Natural-language object grounding data:

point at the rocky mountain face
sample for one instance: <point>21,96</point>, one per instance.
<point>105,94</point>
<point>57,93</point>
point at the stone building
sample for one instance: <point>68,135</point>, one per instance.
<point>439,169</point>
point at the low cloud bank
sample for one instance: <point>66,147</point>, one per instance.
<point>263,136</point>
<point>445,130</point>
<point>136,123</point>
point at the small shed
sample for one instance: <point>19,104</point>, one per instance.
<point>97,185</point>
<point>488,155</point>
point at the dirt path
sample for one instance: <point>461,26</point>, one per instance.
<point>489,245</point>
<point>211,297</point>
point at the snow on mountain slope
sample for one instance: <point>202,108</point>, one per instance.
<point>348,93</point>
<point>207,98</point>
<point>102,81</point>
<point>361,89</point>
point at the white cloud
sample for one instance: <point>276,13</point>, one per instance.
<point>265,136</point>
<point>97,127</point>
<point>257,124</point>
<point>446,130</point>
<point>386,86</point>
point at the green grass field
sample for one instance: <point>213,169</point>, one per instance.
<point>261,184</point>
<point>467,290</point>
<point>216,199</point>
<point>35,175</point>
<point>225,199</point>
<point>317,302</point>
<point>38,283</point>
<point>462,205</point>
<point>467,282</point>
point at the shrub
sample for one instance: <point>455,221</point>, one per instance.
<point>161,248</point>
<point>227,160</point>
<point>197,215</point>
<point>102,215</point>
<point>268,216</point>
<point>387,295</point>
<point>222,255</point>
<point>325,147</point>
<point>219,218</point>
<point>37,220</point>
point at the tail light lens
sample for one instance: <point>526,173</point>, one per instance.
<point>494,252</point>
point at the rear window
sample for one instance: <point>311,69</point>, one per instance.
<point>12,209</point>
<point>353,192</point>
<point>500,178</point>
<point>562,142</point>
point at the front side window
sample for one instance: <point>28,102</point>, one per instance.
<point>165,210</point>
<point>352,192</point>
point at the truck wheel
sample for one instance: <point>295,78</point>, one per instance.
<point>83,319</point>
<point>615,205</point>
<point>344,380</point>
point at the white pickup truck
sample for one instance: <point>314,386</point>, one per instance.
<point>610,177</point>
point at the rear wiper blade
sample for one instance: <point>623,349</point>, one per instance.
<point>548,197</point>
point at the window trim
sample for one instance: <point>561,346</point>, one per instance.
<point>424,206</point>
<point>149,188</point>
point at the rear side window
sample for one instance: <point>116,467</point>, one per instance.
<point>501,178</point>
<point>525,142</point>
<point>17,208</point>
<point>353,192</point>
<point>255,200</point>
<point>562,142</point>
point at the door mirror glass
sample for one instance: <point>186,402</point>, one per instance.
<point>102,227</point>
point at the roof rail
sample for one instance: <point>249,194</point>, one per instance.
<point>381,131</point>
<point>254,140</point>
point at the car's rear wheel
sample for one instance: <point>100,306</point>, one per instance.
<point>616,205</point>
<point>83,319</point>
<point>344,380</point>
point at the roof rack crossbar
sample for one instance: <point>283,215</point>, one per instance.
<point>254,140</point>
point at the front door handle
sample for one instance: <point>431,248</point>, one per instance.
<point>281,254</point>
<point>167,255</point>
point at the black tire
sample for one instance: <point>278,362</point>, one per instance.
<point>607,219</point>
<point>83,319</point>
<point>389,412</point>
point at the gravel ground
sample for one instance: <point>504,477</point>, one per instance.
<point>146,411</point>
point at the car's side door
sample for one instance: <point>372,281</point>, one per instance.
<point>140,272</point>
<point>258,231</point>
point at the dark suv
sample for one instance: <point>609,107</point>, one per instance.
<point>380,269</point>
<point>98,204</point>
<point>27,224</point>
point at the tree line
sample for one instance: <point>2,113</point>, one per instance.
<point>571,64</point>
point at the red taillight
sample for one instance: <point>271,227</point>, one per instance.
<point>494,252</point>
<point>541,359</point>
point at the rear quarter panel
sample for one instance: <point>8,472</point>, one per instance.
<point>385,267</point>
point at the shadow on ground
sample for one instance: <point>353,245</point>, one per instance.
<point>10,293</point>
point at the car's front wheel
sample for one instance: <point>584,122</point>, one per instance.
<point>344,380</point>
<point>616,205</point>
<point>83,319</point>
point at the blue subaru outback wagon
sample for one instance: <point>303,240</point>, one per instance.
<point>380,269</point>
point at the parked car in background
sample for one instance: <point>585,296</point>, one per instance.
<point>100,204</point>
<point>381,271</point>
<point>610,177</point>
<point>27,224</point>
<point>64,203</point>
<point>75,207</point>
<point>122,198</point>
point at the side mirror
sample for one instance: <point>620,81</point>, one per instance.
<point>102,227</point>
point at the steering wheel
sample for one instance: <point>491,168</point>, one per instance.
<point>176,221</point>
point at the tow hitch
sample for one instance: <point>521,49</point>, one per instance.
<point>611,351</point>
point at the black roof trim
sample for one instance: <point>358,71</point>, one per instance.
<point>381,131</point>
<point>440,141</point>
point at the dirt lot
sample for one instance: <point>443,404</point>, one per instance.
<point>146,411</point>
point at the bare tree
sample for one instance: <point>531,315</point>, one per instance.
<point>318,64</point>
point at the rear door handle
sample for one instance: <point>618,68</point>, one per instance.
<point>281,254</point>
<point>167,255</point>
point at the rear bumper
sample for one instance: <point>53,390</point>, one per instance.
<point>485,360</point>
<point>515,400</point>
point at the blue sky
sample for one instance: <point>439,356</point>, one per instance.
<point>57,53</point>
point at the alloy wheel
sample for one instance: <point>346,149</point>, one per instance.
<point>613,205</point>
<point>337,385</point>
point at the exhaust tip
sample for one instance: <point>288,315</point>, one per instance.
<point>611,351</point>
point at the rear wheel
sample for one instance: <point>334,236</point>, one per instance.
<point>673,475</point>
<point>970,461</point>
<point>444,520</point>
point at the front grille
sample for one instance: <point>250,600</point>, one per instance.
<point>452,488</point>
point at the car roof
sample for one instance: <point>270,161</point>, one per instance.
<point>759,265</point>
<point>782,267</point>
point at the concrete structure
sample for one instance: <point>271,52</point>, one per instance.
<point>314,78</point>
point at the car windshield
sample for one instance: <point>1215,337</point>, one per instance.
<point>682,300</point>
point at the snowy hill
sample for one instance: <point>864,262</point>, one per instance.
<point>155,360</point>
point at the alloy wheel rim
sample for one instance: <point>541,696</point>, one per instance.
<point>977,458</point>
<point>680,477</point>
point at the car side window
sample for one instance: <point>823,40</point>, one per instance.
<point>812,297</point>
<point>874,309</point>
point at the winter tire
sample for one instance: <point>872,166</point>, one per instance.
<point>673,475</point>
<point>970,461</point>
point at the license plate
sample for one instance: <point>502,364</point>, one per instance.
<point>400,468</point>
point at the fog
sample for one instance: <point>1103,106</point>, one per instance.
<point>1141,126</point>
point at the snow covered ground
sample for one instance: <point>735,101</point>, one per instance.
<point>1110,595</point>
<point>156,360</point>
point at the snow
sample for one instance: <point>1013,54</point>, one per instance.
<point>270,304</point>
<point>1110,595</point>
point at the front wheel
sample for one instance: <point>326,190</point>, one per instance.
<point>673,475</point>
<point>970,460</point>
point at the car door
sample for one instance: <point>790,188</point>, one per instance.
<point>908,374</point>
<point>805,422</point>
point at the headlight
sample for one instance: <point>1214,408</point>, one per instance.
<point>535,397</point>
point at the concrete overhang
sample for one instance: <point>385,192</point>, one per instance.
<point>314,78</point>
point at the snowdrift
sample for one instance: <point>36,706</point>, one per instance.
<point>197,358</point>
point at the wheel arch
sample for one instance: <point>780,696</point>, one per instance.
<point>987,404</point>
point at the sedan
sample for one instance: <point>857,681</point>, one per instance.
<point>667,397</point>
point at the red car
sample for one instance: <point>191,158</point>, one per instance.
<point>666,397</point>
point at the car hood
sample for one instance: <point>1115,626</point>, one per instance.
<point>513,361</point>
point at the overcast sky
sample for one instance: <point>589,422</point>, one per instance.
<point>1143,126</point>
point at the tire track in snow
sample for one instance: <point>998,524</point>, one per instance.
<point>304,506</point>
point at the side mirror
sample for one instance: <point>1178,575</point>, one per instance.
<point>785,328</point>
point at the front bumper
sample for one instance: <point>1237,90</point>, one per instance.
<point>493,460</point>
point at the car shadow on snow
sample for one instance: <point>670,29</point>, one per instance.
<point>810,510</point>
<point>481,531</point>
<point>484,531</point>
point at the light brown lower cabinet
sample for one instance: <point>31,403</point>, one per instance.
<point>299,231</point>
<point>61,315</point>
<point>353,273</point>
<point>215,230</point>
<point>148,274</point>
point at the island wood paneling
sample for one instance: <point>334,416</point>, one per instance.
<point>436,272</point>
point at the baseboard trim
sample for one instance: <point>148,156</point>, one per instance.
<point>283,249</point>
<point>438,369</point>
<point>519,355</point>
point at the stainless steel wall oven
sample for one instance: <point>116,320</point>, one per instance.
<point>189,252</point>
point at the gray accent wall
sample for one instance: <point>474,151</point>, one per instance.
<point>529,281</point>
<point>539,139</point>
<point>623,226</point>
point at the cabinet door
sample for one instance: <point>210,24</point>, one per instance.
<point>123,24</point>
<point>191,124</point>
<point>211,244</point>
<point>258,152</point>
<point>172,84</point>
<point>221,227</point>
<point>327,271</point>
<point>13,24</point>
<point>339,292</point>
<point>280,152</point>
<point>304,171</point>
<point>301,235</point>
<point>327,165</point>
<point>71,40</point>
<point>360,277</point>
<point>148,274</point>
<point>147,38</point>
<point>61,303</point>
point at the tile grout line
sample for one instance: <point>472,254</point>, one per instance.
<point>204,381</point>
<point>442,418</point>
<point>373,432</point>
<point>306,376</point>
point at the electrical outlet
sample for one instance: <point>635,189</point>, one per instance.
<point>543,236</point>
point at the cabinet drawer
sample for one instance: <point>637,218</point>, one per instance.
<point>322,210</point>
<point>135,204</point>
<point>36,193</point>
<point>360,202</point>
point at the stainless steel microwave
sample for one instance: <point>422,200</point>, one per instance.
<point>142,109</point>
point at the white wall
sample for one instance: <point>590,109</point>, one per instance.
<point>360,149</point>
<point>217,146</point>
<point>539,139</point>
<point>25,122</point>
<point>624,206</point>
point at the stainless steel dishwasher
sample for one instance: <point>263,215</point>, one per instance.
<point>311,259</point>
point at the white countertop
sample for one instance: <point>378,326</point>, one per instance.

EXERCISE PROMPT:
Pick every line of the data that includes the string "dirt".

ANSWER TO THE PROBLEM:
point at the dirt path
point at the dirt lot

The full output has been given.